• _Testo del documento_:
Sulla Terra, infatti, solo quelli più grandi, che sono molto pochi, riescono a raggiungere il suolo, perché gli altri vengono bruciati dall’attrito con la densa atmosfera che ci avvolge e protegge (è il fenomeno che chiamiamo, impropriamente, “stelle cadenti”). Ma su Marte l’atmosfera al di fuori delle cupole continuerebbe ad essere estremamente tenue, sicché anche i micrometeoriti, grandi come sassolini o granelli di polvere, che sono numerosissimi, arriverebbero a colpirle. E, viaggiando a una velocità media di circa 30.000 chilometri all’ora, lo farebbero con la violenza di una bomba.

A questi, forse, si potrebbe ancora resistere. Ma meteoriti grandi come un pugno o un pallone da calcio, che sono ancora molto numerosi, avrebbero l’effetto di un’esplosione atomica, a cui nessuna struttura, per quanto robusta, potrebbe resistere.

• _Voci estratte_:
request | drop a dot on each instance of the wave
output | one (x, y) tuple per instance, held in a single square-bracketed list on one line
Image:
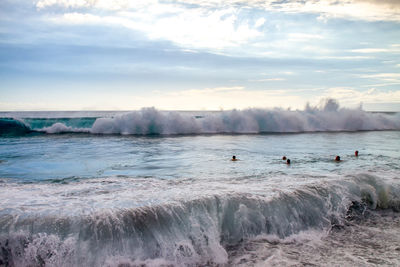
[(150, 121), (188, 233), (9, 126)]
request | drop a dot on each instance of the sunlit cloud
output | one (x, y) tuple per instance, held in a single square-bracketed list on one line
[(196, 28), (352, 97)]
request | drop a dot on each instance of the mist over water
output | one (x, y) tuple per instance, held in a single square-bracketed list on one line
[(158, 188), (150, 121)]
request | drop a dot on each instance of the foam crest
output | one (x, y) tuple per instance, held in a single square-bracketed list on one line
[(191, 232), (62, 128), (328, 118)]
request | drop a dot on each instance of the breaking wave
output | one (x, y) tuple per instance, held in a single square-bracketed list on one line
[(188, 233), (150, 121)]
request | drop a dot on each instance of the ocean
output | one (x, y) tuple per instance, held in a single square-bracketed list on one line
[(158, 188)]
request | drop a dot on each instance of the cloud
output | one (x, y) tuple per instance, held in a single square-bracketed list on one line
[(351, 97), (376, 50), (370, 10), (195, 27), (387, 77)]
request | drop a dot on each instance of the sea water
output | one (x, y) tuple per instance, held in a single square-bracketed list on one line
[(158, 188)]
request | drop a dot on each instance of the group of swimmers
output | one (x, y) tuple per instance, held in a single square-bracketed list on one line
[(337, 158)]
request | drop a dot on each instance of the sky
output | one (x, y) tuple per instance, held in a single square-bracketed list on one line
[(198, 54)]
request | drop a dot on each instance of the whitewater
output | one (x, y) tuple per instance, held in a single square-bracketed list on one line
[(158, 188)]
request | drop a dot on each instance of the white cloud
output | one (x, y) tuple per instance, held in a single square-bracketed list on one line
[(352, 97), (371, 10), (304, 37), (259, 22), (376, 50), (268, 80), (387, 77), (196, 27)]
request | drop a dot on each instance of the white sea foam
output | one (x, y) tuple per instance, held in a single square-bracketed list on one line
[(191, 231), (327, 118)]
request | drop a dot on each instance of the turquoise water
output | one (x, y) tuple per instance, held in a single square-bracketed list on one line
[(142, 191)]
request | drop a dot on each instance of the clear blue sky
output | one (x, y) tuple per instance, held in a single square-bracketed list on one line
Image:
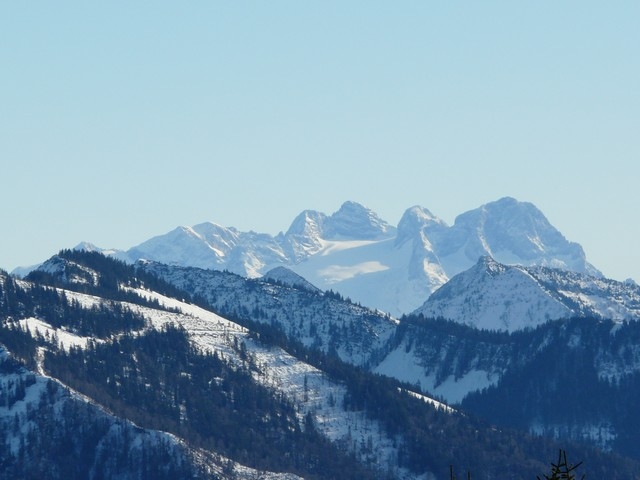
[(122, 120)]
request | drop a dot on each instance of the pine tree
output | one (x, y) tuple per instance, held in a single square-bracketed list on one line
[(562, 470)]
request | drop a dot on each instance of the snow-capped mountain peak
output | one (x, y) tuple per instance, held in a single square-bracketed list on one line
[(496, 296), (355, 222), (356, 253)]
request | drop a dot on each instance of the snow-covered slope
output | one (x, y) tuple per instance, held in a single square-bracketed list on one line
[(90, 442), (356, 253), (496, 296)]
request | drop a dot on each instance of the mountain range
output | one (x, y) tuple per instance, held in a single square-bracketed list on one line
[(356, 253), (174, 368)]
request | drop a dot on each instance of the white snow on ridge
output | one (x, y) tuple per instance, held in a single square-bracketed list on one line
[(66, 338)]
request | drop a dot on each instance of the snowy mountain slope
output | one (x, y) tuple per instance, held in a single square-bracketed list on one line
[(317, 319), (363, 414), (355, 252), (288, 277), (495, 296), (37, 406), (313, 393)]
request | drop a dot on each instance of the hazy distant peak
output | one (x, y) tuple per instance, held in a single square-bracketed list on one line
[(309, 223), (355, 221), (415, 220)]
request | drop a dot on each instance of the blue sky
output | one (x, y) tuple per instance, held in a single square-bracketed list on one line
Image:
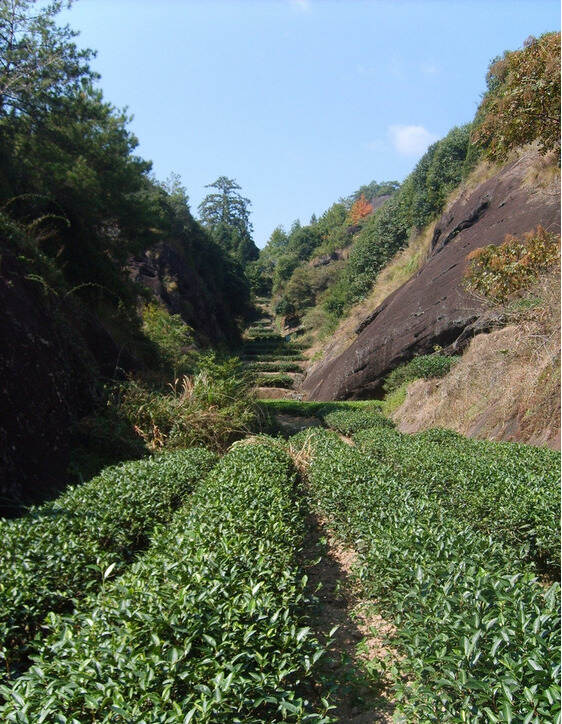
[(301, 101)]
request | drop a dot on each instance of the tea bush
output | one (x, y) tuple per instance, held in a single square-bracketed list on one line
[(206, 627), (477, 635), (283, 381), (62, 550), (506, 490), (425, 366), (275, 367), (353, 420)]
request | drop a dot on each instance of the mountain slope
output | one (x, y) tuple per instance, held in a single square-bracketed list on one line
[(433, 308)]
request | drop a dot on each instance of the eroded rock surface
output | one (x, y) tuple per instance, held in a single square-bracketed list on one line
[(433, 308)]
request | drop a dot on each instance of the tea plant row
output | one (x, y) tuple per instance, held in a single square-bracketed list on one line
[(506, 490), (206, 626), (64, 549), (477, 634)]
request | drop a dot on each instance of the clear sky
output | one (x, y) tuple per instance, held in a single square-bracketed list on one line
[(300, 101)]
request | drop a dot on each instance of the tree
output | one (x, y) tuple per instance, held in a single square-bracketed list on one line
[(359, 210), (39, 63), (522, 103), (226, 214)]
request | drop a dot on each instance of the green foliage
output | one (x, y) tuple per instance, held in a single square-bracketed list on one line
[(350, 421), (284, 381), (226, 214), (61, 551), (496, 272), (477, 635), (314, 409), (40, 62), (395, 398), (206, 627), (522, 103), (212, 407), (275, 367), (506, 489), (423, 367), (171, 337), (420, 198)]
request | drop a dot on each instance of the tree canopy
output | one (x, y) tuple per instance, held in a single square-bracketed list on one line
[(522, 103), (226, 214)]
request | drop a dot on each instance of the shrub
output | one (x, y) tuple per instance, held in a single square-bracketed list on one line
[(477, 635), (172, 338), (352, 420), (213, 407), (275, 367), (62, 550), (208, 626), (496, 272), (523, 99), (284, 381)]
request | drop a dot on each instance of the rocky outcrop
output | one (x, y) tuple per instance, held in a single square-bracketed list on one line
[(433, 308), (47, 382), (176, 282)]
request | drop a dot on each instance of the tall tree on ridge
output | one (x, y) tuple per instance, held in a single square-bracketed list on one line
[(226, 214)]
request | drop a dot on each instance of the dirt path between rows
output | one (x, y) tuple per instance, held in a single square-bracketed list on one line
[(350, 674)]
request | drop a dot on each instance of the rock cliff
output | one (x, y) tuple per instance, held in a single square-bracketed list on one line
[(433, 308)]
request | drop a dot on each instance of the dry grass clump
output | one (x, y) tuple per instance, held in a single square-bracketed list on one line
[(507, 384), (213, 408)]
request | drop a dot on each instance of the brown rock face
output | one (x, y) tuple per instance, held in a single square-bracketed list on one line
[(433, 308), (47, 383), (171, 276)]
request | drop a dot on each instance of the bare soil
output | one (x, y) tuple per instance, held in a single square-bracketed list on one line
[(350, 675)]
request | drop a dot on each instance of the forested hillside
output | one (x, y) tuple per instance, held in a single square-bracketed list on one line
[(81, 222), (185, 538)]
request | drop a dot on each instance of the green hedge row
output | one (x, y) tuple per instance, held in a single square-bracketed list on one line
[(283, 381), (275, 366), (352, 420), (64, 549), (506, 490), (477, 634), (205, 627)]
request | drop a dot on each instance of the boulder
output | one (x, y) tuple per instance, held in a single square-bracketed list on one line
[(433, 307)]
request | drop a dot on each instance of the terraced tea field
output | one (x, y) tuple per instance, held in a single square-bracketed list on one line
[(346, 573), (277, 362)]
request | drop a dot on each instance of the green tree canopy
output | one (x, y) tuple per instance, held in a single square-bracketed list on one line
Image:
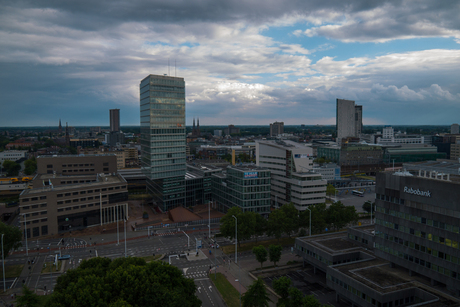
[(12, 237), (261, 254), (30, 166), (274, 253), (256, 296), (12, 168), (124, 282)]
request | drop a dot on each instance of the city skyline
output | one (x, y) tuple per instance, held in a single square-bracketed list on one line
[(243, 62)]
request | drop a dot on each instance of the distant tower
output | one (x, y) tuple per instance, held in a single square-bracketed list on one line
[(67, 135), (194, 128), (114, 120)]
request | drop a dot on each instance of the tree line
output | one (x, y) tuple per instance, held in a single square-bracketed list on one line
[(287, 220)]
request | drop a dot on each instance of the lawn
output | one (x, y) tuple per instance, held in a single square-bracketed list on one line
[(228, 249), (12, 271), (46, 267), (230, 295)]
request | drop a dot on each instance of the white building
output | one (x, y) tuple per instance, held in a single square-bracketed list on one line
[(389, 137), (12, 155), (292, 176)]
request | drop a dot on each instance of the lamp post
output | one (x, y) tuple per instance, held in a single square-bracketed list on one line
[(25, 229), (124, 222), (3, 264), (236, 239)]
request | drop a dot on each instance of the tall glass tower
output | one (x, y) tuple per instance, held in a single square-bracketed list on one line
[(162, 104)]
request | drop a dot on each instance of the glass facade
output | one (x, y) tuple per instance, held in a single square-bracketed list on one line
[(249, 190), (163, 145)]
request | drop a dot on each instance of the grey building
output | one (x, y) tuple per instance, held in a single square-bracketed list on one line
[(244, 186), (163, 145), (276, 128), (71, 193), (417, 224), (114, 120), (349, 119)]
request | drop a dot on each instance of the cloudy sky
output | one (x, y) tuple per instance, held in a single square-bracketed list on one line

• _Esercizi_:
**1.** Elenca tutti gli oggetti che il brano sui meteoriti usa come paragone per indicare le dimensioni dei corpi che colpirebbero Marte.
**2.** Riprendi il brano sui meteoriti e proseguilo dopo l'ultima frase.

• _Risposte per esercizio_:
**1.** sassolini, granelli di polvere, un pugno, un pallone da calcio

**2.**
Ai vari IAC a cui ho partecipato ho visto molte proposte per strutture di questo tipo, alcune veramente genali, altre affascinanti, altre decisamente folli, Ma la dura verità è che sono tutte destinate a restare dei bellissimi sogni, perché l’unico posto in cui si potrebbe creare una colonia permanente su Marte è sottoterra. Ora, quanti sarebbero disposti ad affrontare così tanti pericoli e disagi solo per andare a rinchiudersi per sempre in una caverna?

 Un grande problema etico

Infine, c’è un grave problema etico. Chi facesse una scelta del genere, infatti, non la farebbe solo per sé stesso, ma anche per i propri figli, nipoti e pronipoti. Si potrebbe obiettare che da sempre le scelte dei padri sono ricadute sulle vite dei figli. Ed è vero. Ma mai con questa radicalità.

Anche nei tempi più antichi, infatti, quando qualcuno migrava lasciava sempre ai suoi discendenti una possibilità, per quanto piccola, di tornare indietro. Inoltre, la migrazione avveniva sempre sullo stesso pianeta e non comportava cambiamenti fisici significativi. Qui, invece, si tratterebbe di una scelta davvero irreversibile, che costringerebbe i propri discendenti a vivere su un altro pianeta, in condizioni tali che finirebbero per modificare profondamente la loro stessa biologia, con conseguenze almeno in parte impossibili da prevedere o anche solo immaginare.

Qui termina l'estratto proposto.